TEXTO PARA LEITURA →
_ _ _ _ _ _ _
UM RIO SEM FIM

O romance Um rio sem fim, de Verenilde Pereira, é uma obra fundamental da literatura brasileira contemporânea. Quase esquecida desde sua primeira publicação, em 1998, foi recuperada para o público em uma nova edição lançada em 2025 pela Editora Alfaguara.

A obra é polifônica e entrelaça ficção e história, ensaio e reportagem, memória e antropologia. A narrativa se passa em uma missão religiosa salesiana no norte do estado do Amazonas, dirigida pelo bispo italiano Dom Matias Lana, onde as meninas Maria Assunção, Maria Rita, Rosa Maria e Maria Índia são educadas sob forte repressão religiosa e forçadas a se adaptar a humilhações, castigos e a uma realidade estranha e hostil desde a infância.
Embora unidas pela origem, pela educação e pelas opressões que compartilham, os destinos das meninas — todas Marias — configuram diferentes versões de uma mesma condição e traduzem a complexidade subjetiva das mulheres indígenas.
Por meio da perspectiva das protagonistas, a obra revela as tensões entre os povos indígenas e os ideais civilizatórios impostos pelos colonizadores, sobretudo os religiosos, e a herança colonial na Amazônia brasileira, culminando em traumas e destruição, mas também em revolta e resistência. Um rio sem fim constitui uma crítica contundente ao colonialismo e à catequização forçada dos povos indígenas brasileiros, bem como à condição pós-colonial que perpetua as violências através das elites modernizadoras.
O contexto da trama é o de uma epidemia letal que devasta as aldeias indígenas, e a narrativa discute também o adoecimento, a morte por contaminação e a ameaça de extinção como resultado último do contato colonial e pós-colonial.
_ _ _ _ _ _ _
LINHAS EXTRAÍDAS →
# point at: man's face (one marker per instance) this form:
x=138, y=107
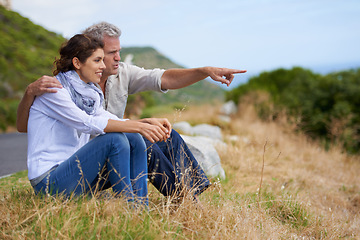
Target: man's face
x=112, y=55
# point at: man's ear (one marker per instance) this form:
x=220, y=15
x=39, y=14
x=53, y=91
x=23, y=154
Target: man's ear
x=76, y=63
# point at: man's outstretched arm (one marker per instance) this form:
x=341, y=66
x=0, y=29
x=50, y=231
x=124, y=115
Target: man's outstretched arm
x=179, y=78
x=45, y=84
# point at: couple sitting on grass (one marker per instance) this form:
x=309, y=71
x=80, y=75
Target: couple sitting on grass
x=125, y=153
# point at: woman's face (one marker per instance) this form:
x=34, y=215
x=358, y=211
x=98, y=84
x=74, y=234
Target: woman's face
x=92, y=69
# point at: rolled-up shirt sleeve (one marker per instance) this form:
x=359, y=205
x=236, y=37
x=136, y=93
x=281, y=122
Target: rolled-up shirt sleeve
x=60, y=107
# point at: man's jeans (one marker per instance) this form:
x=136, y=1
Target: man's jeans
x=173, y=169
x=121, y=155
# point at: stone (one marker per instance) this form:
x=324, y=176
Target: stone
x=207, y=131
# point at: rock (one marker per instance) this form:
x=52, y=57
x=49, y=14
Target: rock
x=198, y=130
x=207, y=131
x=183, y=127
x=205, y=153
x=229, y=108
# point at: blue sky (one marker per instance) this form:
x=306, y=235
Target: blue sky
x=257, y=35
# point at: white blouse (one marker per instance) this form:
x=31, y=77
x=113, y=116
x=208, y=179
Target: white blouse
x=57, y=128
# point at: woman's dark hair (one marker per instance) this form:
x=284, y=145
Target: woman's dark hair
x=80, y=46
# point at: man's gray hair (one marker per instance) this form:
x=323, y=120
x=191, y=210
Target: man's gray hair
x=99, y=30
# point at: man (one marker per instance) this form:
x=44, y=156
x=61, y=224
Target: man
x=172, y=168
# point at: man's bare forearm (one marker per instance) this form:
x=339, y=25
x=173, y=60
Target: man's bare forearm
x=23, y=111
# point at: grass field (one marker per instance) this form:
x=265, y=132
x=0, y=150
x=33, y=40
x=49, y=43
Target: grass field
x=278, y=185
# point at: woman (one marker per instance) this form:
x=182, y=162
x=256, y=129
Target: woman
x=60, y=157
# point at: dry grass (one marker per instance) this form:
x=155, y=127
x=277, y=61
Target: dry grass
x=306, y=193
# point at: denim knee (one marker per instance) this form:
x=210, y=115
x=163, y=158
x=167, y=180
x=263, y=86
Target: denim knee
x=117, y=139
x=136, y=141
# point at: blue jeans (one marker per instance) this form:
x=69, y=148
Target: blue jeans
x=173, y=168
x=120, y=157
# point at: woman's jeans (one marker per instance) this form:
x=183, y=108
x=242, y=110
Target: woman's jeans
x=118, y=159
x=173, y=169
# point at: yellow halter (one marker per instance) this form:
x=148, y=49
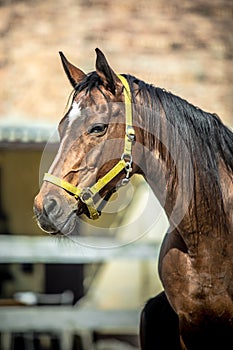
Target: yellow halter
x=86, y=195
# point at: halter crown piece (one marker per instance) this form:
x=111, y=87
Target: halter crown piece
x=86, y=195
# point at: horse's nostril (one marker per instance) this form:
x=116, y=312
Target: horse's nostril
x=51, y=205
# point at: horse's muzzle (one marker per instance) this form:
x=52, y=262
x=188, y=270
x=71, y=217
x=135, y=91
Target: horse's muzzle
x=52, y=217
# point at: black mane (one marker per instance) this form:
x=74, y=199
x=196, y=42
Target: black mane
x=208, y=141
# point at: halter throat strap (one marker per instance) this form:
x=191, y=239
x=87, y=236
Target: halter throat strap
x=86, y=195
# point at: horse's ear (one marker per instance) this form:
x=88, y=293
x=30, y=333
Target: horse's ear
x=74, y=74
x=110, y=79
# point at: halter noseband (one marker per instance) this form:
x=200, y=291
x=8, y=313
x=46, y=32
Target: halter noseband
x=86, y=195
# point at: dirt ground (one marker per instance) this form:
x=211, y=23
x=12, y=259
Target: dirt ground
x=183, y=46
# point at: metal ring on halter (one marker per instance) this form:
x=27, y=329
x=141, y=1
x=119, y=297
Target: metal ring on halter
x=127, y=158
x=130, y=133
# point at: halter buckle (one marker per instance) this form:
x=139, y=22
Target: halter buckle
x=86, y=195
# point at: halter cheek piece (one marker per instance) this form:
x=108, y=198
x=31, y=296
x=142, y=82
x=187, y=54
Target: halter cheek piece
x=86, y=195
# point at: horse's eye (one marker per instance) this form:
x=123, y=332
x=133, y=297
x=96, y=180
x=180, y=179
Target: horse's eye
x=98, y=129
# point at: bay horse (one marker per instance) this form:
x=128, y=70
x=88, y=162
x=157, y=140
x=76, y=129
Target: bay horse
x=118, y=126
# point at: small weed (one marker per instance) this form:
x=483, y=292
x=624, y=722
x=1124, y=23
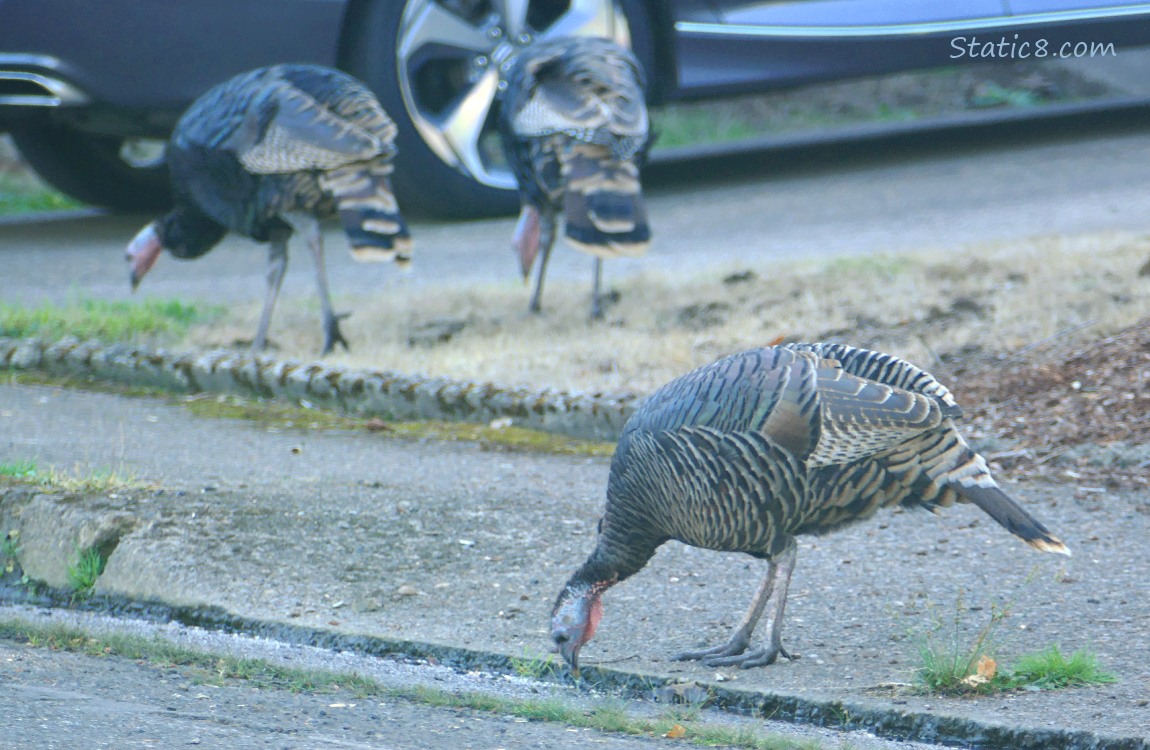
_ _ _ _ _ _ _
PROPOSTA DO EXERCÍCIO →
Poderia repetir na íntegra, sem nenhuma alteração, o texto acima sobre o romance Um rio sem fim? As linhas acima não têm papel algum nesta atividade.

SOLUÇÃO DO EXERCÍCIO →
UM RIO SEM FIM

O romance Um rio sem fim, de Verenilde Pereira, é uma obra fundamental da literatura brasileira contemporânea. Quase esquecida desde sua primeira publicação, em 1998, foi recuperada para o público em uma nova edição lançada em 2025 pela Editora Alfaguara.

A obra é polifônica e entrelaça ficção e história, ensaio e reportagem, memória e antropologia. A narrativa se passa em uma missão religiosa salesiana no norte do estado do Amazonas, dirigida pelo bispo italiano Dom Matias Lana, onde as meninas Maria Assunção, Maria Rita, Rosa Maria e Maria Índia são educadas sob forte repressão religiosa e forçadas a se adaptar a humilhações, castigos e a uma realidade estranha e hostil desde a infância.
Embora unidas pela origem, pela educação e pelas opressões que compartilham, os destinos das meninas — todas Marias — configuram diferentes versões de uma mesma condição e traduzem a complexidade subjetiva das mulheres indígenas.
Por meio da perspectiva das protagonistas, a obra revela as tensões entre os povos indígenas e os ideais civilizatórios impostos pelos colonizadores, sobretudo os religiosos, e a herança colonial na Amazônia brasileira, culminando em traumas e destruição, mas também em revolta e resistência. Um rio sem fim constitui uma crítica contundente ao colonialismo e à catequização forçada dos povos indígenas brasileiros, bem como à condição pós-colonial que perpetua as violências através das elites modernizadoras.
O contexto da trama é o de uma epidemia letal que devasta as aldeias indígenas, e a narrativa discute também o adoecimento, a morte por contaminação e a ameaça de extinção como resultado último do contato colonial e pós-colonial.